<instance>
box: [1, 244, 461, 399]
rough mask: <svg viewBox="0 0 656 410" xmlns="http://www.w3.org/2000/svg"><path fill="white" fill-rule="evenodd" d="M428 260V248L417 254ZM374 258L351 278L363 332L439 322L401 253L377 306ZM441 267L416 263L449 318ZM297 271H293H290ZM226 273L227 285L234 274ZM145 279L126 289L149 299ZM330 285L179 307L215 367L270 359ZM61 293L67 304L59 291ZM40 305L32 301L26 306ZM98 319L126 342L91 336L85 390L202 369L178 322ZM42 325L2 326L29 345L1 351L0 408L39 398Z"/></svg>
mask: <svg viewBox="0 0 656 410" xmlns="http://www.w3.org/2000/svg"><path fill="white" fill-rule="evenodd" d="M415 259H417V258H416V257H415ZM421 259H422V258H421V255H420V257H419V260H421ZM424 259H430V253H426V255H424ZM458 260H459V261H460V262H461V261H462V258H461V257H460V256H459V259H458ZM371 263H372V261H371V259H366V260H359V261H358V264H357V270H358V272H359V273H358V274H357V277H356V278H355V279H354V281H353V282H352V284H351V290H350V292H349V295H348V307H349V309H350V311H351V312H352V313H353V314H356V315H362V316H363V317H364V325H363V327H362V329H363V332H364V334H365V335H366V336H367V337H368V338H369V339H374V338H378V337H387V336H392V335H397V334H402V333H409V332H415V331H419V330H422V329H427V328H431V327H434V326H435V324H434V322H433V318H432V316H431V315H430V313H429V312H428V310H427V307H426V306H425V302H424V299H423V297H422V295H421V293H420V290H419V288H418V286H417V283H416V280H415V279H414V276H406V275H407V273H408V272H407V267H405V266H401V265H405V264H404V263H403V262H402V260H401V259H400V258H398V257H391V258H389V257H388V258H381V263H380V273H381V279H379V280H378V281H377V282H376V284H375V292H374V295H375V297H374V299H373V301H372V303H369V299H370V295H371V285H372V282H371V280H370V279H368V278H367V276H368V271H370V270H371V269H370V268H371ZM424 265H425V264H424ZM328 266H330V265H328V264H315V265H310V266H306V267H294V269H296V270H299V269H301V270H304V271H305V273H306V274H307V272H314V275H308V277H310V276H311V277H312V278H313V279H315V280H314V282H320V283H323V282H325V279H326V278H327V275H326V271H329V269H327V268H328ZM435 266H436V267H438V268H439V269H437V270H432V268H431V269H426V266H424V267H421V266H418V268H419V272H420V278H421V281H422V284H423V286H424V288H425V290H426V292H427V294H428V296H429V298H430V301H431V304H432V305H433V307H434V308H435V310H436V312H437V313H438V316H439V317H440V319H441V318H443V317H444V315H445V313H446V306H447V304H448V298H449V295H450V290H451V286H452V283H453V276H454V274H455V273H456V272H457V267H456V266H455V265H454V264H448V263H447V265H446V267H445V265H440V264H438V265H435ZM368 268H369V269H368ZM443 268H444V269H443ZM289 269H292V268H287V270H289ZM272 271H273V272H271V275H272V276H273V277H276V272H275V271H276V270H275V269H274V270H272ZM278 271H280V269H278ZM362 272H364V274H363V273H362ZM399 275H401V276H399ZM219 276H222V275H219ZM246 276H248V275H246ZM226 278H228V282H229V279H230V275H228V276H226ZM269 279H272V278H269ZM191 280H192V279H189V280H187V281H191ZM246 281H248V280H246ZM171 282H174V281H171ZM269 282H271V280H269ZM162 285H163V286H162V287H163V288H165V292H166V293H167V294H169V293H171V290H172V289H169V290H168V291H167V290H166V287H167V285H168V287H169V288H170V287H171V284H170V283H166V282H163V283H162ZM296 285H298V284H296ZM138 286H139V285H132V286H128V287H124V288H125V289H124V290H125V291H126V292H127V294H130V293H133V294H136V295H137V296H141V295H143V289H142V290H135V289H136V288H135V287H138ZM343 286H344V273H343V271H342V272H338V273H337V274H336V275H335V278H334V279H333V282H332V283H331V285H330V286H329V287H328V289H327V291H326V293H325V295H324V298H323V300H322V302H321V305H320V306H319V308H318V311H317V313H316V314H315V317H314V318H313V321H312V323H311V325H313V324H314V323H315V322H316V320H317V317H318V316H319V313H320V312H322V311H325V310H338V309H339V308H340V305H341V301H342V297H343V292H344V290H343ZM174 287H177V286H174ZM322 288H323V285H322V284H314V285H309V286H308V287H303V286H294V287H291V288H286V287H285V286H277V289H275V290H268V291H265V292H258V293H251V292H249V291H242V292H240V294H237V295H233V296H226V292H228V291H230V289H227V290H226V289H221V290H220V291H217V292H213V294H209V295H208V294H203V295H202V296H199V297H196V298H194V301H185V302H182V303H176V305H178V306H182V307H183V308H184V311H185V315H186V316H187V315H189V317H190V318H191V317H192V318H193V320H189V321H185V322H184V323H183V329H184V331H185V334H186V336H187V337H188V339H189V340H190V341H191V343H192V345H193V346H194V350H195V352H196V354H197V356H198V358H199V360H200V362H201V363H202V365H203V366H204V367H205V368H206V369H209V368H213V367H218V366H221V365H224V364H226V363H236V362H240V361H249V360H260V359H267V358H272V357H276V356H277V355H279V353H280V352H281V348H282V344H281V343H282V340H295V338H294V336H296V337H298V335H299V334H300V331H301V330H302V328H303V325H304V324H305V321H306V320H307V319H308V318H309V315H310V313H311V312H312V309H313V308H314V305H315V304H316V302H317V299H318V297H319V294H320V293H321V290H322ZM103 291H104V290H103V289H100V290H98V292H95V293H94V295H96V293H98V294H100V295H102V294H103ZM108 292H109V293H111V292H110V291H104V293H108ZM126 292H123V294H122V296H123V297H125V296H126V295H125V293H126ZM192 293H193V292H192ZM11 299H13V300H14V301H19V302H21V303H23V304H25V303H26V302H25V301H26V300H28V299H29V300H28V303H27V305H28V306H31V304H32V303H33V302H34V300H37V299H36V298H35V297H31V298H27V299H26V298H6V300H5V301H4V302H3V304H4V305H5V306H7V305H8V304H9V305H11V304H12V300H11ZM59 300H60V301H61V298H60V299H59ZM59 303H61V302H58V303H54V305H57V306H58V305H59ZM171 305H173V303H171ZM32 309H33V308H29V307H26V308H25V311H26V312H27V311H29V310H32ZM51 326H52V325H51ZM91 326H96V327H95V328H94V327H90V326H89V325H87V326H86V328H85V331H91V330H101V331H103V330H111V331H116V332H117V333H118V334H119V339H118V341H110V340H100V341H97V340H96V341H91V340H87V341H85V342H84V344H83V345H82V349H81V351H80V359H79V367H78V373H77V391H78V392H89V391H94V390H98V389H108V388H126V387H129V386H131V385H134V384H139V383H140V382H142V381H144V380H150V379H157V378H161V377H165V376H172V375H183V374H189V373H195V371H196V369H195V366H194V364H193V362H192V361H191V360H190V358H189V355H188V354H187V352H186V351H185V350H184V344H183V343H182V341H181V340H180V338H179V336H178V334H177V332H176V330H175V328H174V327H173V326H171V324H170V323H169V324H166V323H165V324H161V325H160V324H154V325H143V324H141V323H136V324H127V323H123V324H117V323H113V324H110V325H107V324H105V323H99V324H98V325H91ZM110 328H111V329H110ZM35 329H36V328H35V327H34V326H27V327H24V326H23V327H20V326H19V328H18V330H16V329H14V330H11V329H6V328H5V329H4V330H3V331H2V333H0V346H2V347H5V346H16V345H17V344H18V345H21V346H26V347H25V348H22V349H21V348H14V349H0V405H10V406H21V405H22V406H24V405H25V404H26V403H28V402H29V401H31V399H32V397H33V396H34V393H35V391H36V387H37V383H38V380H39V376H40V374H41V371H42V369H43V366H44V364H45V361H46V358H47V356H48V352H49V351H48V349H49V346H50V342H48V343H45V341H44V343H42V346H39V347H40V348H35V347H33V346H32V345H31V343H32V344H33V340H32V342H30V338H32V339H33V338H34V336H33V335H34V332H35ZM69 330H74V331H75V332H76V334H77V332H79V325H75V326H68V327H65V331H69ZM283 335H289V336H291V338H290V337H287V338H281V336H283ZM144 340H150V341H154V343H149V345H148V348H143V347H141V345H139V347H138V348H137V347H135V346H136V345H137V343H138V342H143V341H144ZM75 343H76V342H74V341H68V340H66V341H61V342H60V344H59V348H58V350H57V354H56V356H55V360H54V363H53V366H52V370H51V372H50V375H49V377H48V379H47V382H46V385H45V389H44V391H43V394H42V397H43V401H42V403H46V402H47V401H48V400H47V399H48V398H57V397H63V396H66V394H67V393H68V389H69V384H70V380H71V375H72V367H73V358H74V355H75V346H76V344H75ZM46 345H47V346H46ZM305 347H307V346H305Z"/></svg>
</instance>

• • • • • • •

## ZADANIE PISEMNE
Przepisz wiernie wiersze, zaczynając od pierwszego wiersza danych wejściowych, a kończąc na wierszu zawierającym „rough mask: <svg” włącznie.

## POLE ODPOWIEDZI
<instance>
box: [1, 244, 461, 399]
rough mask: <svg viewBox="0 0 656 410" xmlns="http://www.w3.org/2000/svg"><path fill="white" fill-rule="evenodd" d="M428 260V248L417 254ZM374 258L351 278L363 332L439 322L401 253L377 306ZM441 267L416 263L449 318ZM297 271H293H290ZM226 273L227 285L234 274ZM145 279L126 289L149 299ZM330 285L179 307L215 367L270 359ZM61 293L67 304L59 291ZM40 305L32 301L26 306ZM98 319L126 342L91 336L85 390L202 369L178 322ZM42 325L2 326L29 345L1 351L0 408L39 398Z"/></svg>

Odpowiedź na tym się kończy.